-- Reading text --
▬▬▬▬▬▬

Opinion
2003-01849.
December 22, 2003.
In an action to recover damages for personal injuries, the defendants appeal from an order of the Supreme Court, Kings County (Partnow, J.), dated January 13, 2003, which denied their motion for summary judgment dismissing the complaint on the ground that the plaintiff did not sustain a serious injury within the meaning of Insurance Law § 5102(d).
Cheven, Keely Hatzis, New York, N.Y. (Stacy R. Seldin of counsel), for appellant.
Brown Gropper, LLP, New York, N.Y. (Joshua Gropper of counsel), for respondent.
Before: THOMAS A. ADAMS and WILLIAM F. MASTRO, JJ.
DECISION ORDER
ORDERED that the order is reversed, on the law, with costs, the motion is granted, and the complaint is dismissed.

▬▬▬▬▬▬

-- Data for analysis --
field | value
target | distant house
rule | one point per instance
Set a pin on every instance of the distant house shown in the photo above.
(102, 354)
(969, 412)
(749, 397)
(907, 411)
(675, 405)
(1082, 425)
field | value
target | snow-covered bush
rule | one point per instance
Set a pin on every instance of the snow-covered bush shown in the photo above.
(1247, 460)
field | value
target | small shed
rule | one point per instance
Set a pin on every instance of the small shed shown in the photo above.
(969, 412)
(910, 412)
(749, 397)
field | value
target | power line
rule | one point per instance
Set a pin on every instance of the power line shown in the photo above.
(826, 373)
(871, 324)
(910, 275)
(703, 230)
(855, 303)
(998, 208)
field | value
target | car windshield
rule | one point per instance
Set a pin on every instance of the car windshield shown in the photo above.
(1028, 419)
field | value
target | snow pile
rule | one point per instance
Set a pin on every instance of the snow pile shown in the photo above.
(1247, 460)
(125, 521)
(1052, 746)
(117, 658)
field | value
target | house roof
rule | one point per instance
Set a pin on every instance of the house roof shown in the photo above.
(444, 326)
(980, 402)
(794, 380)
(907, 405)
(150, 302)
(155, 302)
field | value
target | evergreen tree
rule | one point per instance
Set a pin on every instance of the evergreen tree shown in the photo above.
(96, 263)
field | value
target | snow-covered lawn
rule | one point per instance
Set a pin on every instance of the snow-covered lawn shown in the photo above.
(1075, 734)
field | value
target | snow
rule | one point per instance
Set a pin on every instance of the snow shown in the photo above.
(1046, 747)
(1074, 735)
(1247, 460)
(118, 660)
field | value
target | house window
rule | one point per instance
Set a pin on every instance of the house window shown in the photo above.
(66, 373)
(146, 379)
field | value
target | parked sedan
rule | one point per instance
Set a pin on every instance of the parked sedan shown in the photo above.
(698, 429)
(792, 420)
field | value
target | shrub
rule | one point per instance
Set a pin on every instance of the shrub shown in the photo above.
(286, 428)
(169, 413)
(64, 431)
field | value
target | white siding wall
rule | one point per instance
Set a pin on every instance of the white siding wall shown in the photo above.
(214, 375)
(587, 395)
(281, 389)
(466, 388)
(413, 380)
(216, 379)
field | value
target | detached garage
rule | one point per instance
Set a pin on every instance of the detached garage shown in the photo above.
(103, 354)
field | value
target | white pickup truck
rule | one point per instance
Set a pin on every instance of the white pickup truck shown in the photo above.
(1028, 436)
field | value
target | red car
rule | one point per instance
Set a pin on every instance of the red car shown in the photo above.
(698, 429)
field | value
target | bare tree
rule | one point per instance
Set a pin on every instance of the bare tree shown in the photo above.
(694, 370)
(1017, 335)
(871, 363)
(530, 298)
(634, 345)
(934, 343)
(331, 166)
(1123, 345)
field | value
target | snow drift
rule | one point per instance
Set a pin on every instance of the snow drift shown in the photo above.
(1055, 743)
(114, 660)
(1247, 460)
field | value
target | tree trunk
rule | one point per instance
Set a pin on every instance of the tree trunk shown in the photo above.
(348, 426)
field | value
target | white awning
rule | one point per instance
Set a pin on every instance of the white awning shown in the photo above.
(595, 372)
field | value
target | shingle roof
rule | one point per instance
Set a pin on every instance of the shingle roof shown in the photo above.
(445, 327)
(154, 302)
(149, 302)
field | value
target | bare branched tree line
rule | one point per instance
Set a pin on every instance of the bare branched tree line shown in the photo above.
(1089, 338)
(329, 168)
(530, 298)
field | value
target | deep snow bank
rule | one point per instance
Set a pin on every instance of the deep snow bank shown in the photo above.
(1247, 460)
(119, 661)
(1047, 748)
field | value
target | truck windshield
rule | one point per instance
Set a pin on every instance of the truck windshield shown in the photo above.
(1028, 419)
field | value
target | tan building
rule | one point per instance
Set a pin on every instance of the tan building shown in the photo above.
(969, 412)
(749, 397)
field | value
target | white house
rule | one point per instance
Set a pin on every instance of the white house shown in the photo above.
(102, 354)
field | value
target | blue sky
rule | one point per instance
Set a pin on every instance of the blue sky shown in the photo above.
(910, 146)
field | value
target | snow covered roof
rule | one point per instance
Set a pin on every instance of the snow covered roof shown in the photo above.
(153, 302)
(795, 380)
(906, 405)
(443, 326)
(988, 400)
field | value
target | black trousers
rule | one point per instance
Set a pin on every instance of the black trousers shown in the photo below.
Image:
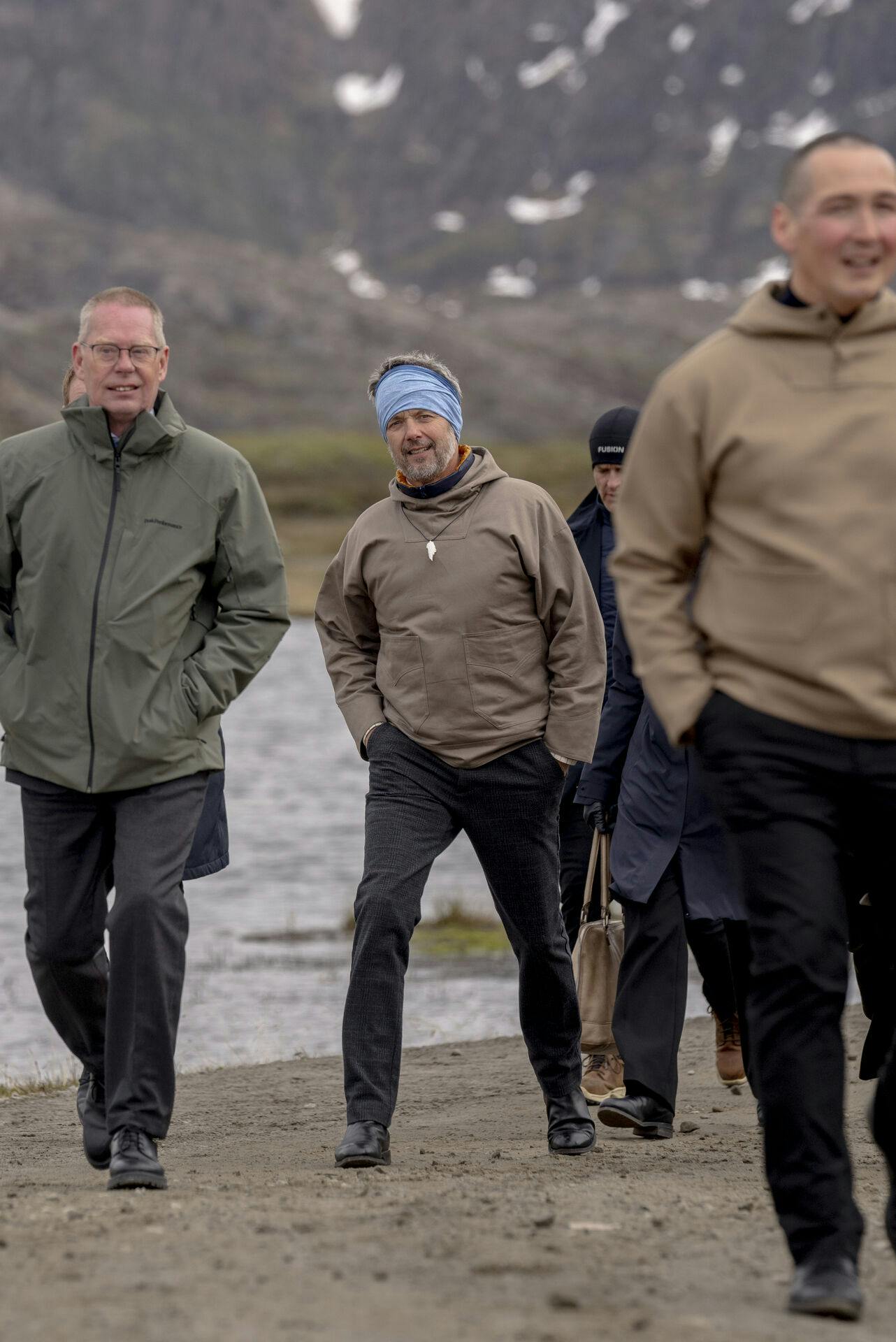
(575, 851)
(812, 818)
(416, 807)
(652, 988)
(121, 1019)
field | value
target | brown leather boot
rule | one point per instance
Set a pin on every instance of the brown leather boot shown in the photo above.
(729, 1059)
(602, 1076)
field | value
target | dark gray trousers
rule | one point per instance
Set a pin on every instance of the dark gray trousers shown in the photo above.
(416, 807)
(120, 1020)
(652, 988)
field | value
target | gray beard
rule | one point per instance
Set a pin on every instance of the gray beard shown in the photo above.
(420, 474)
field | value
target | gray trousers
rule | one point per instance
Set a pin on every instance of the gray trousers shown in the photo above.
(121, 1022)
(416, 807)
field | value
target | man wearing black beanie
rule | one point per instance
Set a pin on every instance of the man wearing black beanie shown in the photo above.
(592, 528)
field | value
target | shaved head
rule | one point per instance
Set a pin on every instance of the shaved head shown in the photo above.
(796, 178)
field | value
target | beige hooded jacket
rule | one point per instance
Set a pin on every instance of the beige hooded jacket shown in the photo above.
(493, 643)
(774, 440)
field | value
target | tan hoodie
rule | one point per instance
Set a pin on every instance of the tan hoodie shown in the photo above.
(494, 642)
(774, 439)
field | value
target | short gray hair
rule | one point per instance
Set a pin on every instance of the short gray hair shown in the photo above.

▬▬▬▬▬▬

-- Prompt 1 --
In the court decision, why did the defendants ask for summary judgment dismissing the complaint? Explain in one to three sentences.
-- Prompt 2 --
Write out the passage of the court decision from "Before: THOMAS A." to "complaint is dismissed.", word for word.
-- Prompt 3 --
Continue the court decision from the point where it stops.

-- Task response 1 --
The defendants sought summary judgment dismissing the complaint on the ground that the plaintiff did not sustain a serious injury within the meaning of Insurance Law § 5102(d).

-- Task response 2 --
Before: THOMAS A. ADAMS and WILLIAM F. MASTRO, JJ.
DECISION ORDER
ORDERED that the order is reversed, on the law, with costs, the motion is granted, and the complaint is dismissed.

-- Task response 3 --
Through the affirmations of their medical experts, the plaintiff's EBT testimony, and the records of the plaintiff's treating physicians, the defendants made a prima facie showing that the plaintiff did not sustain a serious injury within the meaning of Insurance Law § 5102(d) ( see Toure v. Avis Rent A Car Sys., 98 N.Y.2d 345; Gaddy v. Eyler, 79 N.Y.2d 955). The affirmation of the plaintiff's expert, who first examined the plaintiff after the defendants moved for summary judgment, was based upon subjective complaints of pain and speculation. Thus, it was insufficient to raise a triable issue of fact ( see Trotter v. Hart, 285 A.D.2d 772; Cabri v. Myung-Soo Park, 260 A.D.2d 525; Williams v. Ciaramella, 250 A.D.2d 763; Medina v. Zalmen Reis and Assocs., 239 A.D.2d 394; Waldman v. Dong Kook Chang, 175 A.D.2d 204).
Accordingly, the defendants were entitled to summary judgment dismissing the complaint.
ALTMAN, J.P., S. MILLER, McGINITY, ADAMS and MASTRO, JJ., concur.